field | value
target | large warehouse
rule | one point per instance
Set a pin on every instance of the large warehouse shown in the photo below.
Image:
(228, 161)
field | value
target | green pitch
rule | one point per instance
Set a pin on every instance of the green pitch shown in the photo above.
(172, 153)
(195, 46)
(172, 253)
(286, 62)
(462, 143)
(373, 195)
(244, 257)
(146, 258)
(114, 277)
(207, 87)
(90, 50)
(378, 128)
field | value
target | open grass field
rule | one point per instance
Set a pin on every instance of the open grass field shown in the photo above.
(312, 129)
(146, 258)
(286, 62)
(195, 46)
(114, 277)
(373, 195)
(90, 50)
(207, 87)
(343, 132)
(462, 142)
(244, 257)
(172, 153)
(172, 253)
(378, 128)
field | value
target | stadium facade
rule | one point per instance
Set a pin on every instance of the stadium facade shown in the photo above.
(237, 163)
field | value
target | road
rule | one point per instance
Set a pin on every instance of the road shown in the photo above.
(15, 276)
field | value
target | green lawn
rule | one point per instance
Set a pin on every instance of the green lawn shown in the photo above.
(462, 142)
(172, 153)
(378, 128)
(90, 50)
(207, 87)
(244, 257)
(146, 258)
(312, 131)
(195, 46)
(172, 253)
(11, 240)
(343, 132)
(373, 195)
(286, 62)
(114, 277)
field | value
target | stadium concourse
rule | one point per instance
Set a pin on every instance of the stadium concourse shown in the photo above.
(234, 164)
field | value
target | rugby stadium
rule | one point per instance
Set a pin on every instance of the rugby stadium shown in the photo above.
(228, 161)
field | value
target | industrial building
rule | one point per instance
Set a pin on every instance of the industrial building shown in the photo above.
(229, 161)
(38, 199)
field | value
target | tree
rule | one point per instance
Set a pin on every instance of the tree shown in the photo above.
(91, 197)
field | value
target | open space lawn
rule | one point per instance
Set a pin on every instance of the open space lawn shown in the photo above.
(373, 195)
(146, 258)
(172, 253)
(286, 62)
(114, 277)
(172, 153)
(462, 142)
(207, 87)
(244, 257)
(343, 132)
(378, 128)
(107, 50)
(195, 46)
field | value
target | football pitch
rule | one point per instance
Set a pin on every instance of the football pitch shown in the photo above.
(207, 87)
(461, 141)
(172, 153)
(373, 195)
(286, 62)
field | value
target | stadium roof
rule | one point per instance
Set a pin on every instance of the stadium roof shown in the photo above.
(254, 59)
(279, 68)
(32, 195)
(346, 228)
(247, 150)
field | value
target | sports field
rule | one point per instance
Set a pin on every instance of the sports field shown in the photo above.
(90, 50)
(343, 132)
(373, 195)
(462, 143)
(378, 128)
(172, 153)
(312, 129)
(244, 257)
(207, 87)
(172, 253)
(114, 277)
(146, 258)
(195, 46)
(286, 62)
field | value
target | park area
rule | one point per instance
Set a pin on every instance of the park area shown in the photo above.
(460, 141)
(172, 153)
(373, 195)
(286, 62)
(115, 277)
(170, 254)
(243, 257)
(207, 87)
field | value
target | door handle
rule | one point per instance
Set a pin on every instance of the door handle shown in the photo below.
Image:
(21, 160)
* * *
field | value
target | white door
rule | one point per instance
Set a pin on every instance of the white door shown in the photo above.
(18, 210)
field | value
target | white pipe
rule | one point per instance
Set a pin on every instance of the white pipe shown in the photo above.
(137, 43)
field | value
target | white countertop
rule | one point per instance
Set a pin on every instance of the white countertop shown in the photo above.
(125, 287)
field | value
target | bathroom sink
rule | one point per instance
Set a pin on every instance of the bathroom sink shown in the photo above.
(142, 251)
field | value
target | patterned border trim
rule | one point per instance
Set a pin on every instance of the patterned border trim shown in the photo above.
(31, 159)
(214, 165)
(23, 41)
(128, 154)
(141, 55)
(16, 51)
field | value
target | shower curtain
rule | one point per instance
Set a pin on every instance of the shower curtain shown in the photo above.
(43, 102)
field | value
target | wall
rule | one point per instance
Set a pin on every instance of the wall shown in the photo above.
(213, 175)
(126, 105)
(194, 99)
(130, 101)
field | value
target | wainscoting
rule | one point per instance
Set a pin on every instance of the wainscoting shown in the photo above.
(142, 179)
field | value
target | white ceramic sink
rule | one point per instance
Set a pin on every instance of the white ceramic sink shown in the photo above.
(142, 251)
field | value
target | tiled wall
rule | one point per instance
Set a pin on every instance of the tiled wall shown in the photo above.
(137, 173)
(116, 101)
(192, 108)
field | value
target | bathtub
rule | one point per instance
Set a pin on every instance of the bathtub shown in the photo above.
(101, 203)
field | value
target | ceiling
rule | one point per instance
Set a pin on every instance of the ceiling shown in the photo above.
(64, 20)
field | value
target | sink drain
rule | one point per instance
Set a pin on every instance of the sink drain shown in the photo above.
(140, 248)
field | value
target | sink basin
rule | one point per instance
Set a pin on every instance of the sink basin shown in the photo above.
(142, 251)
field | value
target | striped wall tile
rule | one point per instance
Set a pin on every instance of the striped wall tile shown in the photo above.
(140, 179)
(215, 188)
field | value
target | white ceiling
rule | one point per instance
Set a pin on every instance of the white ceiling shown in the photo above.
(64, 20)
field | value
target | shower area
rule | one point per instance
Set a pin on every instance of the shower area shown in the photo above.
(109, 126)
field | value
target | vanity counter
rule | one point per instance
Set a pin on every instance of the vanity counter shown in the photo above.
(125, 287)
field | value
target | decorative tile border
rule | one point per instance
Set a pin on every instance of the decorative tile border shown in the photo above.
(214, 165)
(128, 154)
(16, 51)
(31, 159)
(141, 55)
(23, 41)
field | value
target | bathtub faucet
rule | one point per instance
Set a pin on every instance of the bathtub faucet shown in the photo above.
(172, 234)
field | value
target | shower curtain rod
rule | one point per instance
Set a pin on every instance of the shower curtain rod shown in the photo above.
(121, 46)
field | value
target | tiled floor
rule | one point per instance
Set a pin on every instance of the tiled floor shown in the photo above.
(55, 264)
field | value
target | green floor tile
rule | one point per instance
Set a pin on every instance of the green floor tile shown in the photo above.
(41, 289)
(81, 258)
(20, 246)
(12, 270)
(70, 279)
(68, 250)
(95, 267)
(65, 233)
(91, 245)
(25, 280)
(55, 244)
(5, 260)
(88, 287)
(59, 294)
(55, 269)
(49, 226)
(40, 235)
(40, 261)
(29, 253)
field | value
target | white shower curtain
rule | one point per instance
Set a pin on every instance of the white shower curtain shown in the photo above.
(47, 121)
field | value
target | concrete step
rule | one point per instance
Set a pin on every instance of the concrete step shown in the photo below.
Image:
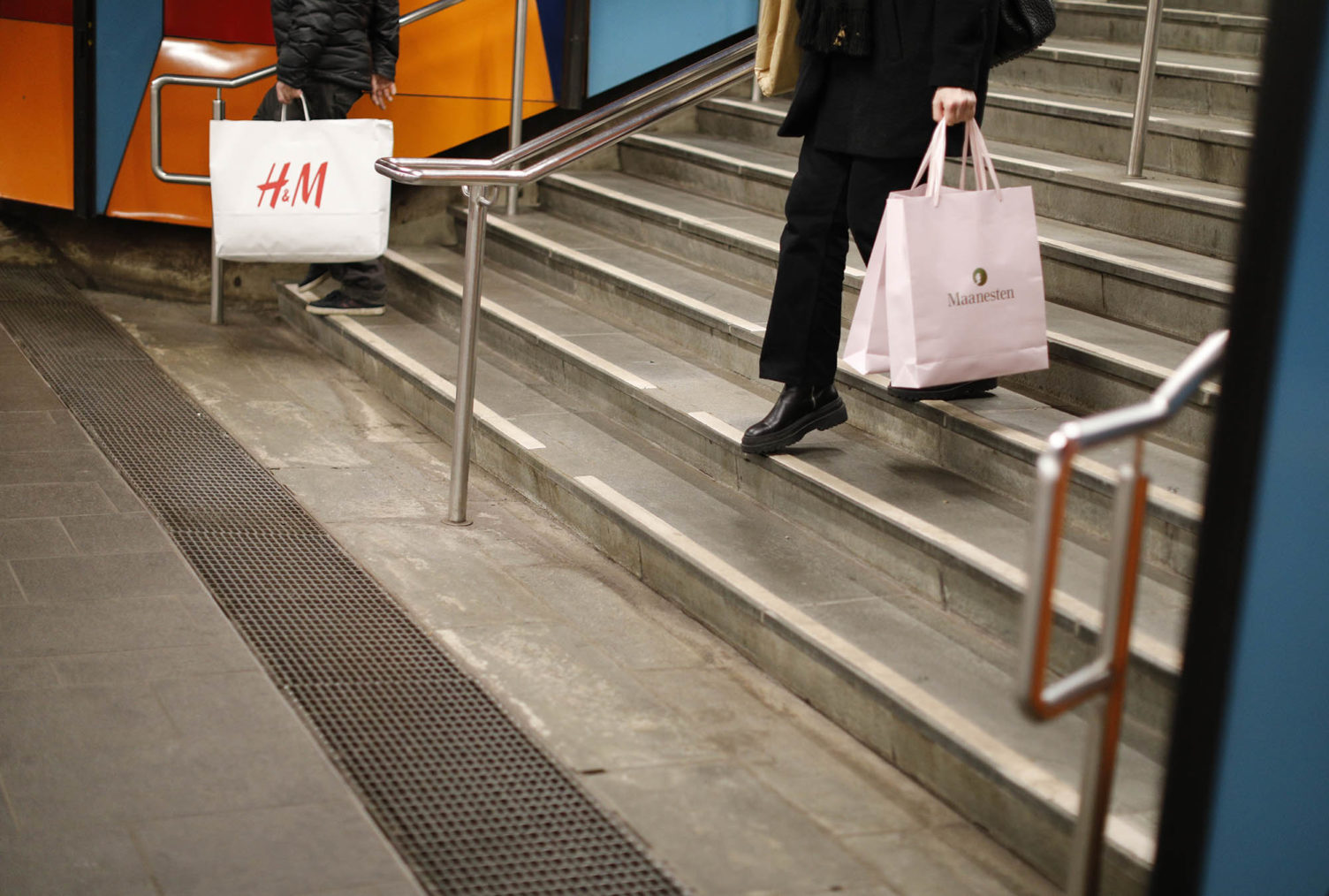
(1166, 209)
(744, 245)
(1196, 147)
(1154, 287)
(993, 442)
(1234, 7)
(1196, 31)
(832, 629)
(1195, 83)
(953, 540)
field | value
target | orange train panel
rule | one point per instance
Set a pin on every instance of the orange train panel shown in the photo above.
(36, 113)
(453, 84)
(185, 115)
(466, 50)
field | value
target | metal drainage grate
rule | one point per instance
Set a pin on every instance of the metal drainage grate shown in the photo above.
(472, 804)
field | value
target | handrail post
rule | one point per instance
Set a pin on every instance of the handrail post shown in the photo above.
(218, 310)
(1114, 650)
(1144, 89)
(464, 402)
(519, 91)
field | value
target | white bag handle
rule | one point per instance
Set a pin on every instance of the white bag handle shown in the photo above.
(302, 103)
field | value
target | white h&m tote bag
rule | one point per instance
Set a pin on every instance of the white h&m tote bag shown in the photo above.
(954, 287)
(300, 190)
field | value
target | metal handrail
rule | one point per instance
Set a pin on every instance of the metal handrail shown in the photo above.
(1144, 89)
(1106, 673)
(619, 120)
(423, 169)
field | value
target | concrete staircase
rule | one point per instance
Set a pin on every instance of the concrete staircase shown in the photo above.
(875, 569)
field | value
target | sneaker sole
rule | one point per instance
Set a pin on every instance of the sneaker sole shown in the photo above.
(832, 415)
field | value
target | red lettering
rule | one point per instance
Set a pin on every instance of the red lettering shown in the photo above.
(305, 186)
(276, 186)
* * *
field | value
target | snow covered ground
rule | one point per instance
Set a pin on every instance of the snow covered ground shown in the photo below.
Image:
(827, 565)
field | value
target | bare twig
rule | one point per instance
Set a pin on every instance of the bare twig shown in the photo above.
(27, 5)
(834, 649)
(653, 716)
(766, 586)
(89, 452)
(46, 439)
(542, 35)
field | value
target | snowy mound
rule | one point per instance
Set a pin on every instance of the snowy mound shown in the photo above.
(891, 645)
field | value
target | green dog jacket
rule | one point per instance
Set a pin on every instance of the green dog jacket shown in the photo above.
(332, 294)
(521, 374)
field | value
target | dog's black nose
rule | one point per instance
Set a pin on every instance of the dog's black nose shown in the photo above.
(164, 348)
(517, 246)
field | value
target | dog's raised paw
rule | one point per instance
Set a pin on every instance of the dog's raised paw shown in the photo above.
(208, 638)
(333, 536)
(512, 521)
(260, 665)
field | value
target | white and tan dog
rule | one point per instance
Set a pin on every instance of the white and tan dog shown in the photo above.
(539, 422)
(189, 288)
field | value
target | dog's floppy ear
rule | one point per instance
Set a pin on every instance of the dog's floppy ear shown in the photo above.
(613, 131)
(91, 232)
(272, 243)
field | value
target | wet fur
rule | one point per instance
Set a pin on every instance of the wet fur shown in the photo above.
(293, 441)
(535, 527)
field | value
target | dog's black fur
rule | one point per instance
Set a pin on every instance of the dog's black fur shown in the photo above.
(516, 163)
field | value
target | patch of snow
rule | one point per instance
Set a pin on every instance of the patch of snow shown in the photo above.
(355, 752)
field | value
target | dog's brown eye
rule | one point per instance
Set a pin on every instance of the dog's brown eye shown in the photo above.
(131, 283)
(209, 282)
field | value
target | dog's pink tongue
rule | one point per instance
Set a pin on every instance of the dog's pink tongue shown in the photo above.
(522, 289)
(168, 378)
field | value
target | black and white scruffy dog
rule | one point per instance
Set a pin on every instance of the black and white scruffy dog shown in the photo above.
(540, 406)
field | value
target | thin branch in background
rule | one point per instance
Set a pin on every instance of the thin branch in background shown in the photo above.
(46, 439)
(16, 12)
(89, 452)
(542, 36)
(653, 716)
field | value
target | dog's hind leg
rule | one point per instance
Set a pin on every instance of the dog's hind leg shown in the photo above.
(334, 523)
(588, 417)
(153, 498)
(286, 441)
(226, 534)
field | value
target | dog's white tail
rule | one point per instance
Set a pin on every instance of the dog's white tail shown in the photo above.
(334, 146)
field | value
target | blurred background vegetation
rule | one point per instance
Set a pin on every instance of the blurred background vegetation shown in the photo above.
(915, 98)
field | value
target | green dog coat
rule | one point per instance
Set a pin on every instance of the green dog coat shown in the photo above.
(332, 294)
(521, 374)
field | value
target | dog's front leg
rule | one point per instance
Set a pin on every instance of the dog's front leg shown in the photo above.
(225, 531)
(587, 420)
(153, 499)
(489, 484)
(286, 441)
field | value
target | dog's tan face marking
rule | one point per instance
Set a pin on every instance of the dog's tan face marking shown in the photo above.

● Task objective: Extract from the records above every line that contains the string "border", treating uppercase and lowercase letters as distinct.

● Response:
target | patterned border trim
Set a pin on every instance of the patterned border trim shown in the photo above.
target | decorative tile border
Set a pin on every instance of the decorative tile border shown in the photo above.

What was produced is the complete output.